▶ _DOCUMENT SECTION_:
##########
International Workshop on Semantic Knowledge in Computer Vision
http://www.research.ge.com/vision/skcv05

October 16, 2005, Beijing, PRC.
In association with ICCV 2005.

Paper submission: 		July 18, 2005 (after ICCV decisions)
Notification of acceptance: 	August 12
Receipt of camera ready copy: 	August 22


The use of semantic knowledge in computer vision is rapidly becoming
more widespread and significant.  In areas such as event recognition,
object recognition and content-based image retrieval, context and
common-sense knowledge are being used to achieve performance that is
not attainable by purely bottom-up, data-driven approaches.  In many
applications, meaningful visual recognition is not possible without
contextual, semantic support.  However, the use of computational
knowledge in computer vision is still in its infancy and many
fundamental challenges remain.

This workshop will bring together an interdisciplinary group of
researchers in computer vision, knowledge representation and
ontologies, machine learning, natural language and other areas to
examine the issues and recent results in using semantic knowledge for
vision problems.  Recent progress in machine learning has enabled the
rigorous management of uncertainty in large-scale reasoning problems,
and this has re-kindled the use of semantic methods and reasoning in
computer vision.  Simultaneously, the natural language and artificial
intelligence communities have developed large computational models and
databases of semantic knowledge, such as CYC, OMCSNet and WordNet,
that can be used for intelligent reasoning about real-world,
common-sense knowledge.  The multimedia and information fusion
communities are using both evidential reasoning methods and semantic
knowledgebases to fuse multiple data sources for intelligent object
and event recognition.

Papers are solicited in all disciplines related to the central theme,
including but not limited to:

o use of existing, large-scale knowledgebases/ontologies for vision problems
o new ontologies for visual objects, video events, etc.
##########
[Boundary labeling items]
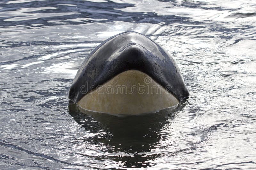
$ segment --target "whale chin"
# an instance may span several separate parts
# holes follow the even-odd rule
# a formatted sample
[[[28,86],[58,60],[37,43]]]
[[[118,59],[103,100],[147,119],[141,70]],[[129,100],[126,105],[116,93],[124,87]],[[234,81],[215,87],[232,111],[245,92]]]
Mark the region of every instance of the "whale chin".
[[[173,106],[178,100],[147,74],[130,70],[116,76],[77,103],[86,110],[114,114],[138,115]]]

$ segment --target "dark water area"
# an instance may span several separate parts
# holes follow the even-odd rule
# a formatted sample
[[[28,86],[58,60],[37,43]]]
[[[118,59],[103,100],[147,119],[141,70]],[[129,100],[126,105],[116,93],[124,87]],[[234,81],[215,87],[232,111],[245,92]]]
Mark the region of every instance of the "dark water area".
[[[0,1],[0,169],[256,168],[254,1]],[[190,96],[153,114],[83,110],[67,95],[110,36],[143,34]]]

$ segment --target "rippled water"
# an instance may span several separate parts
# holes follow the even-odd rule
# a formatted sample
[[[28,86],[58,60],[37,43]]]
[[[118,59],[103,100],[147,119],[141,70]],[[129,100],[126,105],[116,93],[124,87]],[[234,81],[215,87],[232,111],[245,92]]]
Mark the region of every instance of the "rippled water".
[[[256,168],[254,1],[0,2],[0,169]],[[175,110],[119,117],[67,93],[85,57],[126,31],[176,61]]]

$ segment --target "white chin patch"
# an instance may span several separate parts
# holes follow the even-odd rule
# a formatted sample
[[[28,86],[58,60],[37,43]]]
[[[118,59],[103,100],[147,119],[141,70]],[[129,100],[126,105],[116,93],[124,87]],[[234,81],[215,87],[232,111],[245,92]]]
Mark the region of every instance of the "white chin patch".
[[[147,74],[131,70],[85,95],[77,104],[97,112],[134,115],[155,112],[179,103],[173,95]]]

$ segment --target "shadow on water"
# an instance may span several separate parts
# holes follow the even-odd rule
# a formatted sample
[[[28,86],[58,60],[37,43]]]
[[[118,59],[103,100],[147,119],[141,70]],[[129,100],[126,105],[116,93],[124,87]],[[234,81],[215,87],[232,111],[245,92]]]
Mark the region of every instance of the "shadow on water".
[[[0,9],[0,22],[3,23],[2,26],[37,24],[38,25],[35,26],[41,27],[42,25],[48,26],[116,21],[153,24],[164,23],[168,24],[187,19],[186,17],[175,15],[159,15],[152,12],[124,11],[120,10],[133,7],[135,5],[111,1],[99,3],[77,0],[35,1],[18,4],[20,5],[15,5],[16,7],[14,7],[11,3],[1,4],[3,7]],[[45,9],[42,9],[42,6]],[[41,16],[40,18],[37,16],[39,14]]]
[[[161,139],[159,132],[168,120],[174,118],[183,107],[180,104],[175,108],[164,109],[156,113],[122,117],[90,112],[73,103],[70,103],[68,110],[74,120],[87,131],[94,134],[105,132],[103,137],[96,135],[86,139],[86,142],[108,146],[110,149],[104,152],[113,155],[109,158],[121,162],[124,166],[143,167],[154,165],[149,161],[160,154],[148,156],[145,153],[156,148]],[[118,154],[121,152],[124,154],[121,156]]]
##########
▶ _EXERCISES TO COMPLETE_:
1) Answer these questions from the workshop announcement:
(a) On what date and in what city is the workshop held?
(b) What is the date for notification of acceptance?
(c) Which databases of semantic knowledge are named as examples?
2) Reproduce the part of the workshop announcement starting at "The use of semantic knowledge" and ending at "fundamental challenges remain.".
The rows are material separate from the workshop announcement.

▶ _SOLUTIONS FOR EACH TASK_:
1)
(a) October 16, 2005, in Beijing, PRC.
(b) August 12.
(c) CYC, OMCSNet and WordNet.

2)
The use of semantic knowledge in computer vision is rapidly becoming
more widespread and significant.  In areas such as event recognition,
object recognition and content-based image retrieval, context and
common-sense knowledge are being used to achieve performance that is
not attainable by purely bottom-up, data-driven approaches.  In many
applications, meaningful visual recognition is not possible without
contextual, semantic support.  However, the use of computational
knowledge in computer vision is still in its infancy and many
fundamental challenges remain.